RECORD LIST:
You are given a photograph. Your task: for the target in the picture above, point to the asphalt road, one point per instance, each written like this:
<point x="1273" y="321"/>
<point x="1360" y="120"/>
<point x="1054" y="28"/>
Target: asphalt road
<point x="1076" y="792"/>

REQUIRED WORK:
Rewrite every line of the records above as a numbered list, omitting any blank lines.

RESULT:
1. You are given a photograph. Your task: for the target in the picture above, point to the asphalt road, one point per instance, each written like this:
2. <point x="1273" y="321"/>
3. <point x="1360" y="120"/>
4. <point x="1054" y="28"/>
5. Target: asphalt road
6. <point x="1076" y="792"/>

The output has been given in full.